**What is needed**
Answer these about the essay on AI and AGI below, one answer per line:
1. What does the essay say we should focus on instead of AGI?
2. What percentage of images does it say AI can now classify correctly?
3. What is the name of the research space it mentions?

Exercise text below:

We need worry about what AI can do now. Not AGI
Whenever something interesting happens in the deep learning world. There are always a few media articles talking about how the end is nigh. And it’s only a matter of time that we will have a HAL 2000 scenario. But anybody with little knowledge of the field knows that’s not happening. With the breakthrough. The AI has not got some superhuman reasoning abilities. regardless of how it may look. This is not to say we should be sleeping on the question of AGI. But I do think that’s a question we don’t have to deal with right now. But we should be instead of focusing on how AI is affecting our lives right now.
Machine learning is probably on all major software companies. Google, Microsoft, and apple. But these are not AGI that we mentioned earlier. But narrow AI in which a machine learning model has been trained on complete one specific task. Like movie recommendations, sharing engaging content. Gives good search results etc. This is the area that most AI progress is being made. As we now have AI that can classify images 95% correctly. But due to it being narrow AI that same AI can’t do something else. Like play chess. This is the research space called transfer learning. But as these machine learning models get more powerful the consequences of them are even more serious.

End of Exercise text.
Records provided below:

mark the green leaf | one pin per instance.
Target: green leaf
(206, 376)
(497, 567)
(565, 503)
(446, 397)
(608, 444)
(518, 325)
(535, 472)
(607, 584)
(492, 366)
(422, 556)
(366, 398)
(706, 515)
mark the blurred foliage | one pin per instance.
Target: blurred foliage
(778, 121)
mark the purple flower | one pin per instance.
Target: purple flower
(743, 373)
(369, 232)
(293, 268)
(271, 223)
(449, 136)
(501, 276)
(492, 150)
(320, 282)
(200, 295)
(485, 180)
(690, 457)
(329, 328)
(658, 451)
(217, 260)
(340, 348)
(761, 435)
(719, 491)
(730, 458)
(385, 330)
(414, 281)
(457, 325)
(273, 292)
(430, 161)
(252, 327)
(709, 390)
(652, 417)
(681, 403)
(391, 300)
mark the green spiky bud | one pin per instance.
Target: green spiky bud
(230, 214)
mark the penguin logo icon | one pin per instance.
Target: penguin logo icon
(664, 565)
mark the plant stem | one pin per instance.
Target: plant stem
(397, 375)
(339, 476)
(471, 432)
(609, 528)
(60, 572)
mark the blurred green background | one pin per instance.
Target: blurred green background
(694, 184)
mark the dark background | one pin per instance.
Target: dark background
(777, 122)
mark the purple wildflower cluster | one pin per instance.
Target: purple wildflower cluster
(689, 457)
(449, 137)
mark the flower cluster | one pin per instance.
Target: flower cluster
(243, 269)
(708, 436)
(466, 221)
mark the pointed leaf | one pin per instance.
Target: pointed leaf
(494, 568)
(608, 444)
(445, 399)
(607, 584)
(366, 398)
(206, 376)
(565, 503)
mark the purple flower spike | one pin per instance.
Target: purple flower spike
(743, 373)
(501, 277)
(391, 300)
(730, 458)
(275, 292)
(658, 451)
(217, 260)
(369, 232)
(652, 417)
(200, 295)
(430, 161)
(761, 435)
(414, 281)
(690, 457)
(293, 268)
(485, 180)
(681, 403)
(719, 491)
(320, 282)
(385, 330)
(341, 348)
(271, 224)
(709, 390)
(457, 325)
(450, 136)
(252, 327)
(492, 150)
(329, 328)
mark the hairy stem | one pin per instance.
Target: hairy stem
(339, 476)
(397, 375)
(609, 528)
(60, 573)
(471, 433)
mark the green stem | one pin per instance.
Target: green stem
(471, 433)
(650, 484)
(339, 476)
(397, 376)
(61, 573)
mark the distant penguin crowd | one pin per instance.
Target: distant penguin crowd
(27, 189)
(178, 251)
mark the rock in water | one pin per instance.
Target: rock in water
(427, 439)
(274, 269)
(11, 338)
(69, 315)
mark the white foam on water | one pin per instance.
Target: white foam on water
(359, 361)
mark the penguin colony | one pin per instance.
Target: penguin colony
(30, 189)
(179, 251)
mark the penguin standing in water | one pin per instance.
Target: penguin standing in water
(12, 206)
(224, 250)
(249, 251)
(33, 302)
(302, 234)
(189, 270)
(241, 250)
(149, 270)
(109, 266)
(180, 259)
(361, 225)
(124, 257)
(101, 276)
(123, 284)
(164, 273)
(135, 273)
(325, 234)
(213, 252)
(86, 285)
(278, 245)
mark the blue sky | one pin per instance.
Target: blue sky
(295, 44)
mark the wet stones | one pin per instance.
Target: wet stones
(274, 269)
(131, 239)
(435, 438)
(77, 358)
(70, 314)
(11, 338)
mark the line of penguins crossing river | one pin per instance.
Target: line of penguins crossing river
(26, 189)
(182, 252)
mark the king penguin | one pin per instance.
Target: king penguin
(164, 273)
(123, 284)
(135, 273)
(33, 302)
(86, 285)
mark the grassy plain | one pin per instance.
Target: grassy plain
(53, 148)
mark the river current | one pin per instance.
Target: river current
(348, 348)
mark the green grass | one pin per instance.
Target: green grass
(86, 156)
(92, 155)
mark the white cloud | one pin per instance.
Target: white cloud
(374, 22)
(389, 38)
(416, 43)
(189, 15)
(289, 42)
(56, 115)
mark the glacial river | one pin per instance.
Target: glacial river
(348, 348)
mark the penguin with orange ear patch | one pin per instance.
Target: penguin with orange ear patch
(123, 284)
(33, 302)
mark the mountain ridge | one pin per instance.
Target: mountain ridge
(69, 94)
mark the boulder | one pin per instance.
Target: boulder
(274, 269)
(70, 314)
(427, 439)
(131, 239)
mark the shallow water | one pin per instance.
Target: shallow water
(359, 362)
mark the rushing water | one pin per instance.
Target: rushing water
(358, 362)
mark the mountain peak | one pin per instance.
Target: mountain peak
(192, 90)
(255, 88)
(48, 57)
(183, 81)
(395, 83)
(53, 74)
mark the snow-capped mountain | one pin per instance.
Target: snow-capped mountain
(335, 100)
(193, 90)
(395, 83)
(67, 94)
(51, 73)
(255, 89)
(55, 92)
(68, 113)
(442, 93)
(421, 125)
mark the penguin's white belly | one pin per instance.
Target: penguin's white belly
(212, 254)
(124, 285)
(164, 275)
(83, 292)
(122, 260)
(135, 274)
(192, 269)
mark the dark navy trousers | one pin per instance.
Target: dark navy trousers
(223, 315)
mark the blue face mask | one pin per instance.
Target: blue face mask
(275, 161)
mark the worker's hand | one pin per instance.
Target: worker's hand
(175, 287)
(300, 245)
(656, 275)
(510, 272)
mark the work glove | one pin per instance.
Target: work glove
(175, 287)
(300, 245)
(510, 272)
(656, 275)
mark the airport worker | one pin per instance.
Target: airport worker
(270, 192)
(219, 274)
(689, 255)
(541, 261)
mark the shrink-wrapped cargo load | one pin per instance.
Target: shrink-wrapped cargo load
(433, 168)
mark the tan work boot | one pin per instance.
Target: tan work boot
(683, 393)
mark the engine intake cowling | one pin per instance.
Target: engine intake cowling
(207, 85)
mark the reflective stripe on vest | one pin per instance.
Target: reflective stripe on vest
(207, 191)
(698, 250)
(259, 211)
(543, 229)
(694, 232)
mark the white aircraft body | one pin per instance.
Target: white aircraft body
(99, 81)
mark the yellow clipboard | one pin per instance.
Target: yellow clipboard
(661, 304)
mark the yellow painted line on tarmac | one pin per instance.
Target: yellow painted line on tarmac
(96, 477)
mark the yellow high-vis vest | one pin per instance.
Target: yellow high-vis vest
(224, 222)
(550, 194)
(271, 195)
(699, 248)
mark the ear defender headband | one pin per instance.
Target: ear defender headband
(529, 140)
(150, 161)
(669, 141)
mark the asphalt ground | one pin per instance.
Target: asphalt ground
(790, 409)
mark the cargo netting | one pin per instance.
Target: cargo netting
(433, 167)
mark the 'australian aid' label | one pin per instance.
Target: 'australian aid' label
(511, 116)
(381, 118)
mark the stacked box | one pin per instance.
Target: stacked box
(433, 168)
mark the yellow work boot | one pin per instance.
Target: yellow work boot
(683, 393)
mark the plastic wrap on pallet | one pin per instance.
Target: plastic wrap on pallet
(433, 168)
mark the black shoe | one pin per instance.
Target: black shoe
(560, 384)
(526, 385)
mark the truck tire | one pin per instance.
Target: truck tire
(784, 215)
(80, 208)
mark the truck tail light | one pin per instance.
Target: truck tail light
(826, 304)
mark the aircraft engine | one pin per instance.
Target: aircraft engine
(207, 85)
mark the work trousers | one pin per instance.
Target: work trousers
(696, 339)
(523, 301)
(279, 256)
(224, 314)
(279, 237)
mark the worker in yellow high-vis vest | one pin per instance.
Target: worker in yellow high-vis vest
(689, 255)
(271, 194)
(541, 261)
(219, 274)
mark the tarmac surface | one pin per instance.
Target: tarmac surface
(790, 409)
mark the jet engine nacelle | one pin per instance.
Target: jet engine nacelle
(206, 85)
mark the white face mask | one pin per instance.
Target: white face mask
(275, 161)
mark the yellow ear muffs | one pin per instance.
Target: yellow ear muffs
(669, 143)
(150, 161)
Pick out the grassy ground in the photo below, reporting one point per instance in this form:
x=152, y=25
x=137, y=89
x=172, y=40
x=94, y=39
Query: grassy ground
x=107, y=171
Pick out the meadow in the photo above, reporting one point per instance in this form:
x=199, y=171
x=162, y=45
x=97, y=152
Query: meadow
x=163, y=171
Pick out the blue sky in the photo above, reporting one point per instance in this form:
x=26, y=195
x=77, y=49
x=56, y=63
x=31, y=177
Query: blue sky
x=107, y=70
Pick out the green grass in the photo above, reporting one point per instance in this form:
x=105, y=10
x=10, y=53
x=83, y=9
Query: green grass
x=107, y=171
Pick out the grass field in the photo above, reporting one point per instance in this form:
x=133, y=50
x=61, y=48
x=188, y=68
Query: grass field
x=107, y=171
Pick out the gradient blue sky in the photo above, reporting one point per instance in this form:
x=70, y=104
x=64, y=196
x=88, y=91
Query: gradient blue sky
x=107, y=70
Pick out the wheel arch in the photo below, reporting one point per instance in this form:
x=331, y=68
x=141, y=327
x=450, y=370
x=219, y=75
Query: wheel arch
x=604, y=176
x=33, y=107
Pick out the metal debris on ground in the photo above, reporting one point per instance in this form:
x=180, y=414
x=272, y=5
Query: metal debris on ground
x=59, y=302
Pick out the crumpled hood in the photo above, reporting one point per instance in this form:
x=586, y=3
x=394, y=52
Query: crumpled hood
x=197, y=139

End of Records provided.

**Your solution**
1. How AI is affecting our lives right now.
2. 95%.
3. Transfer learning.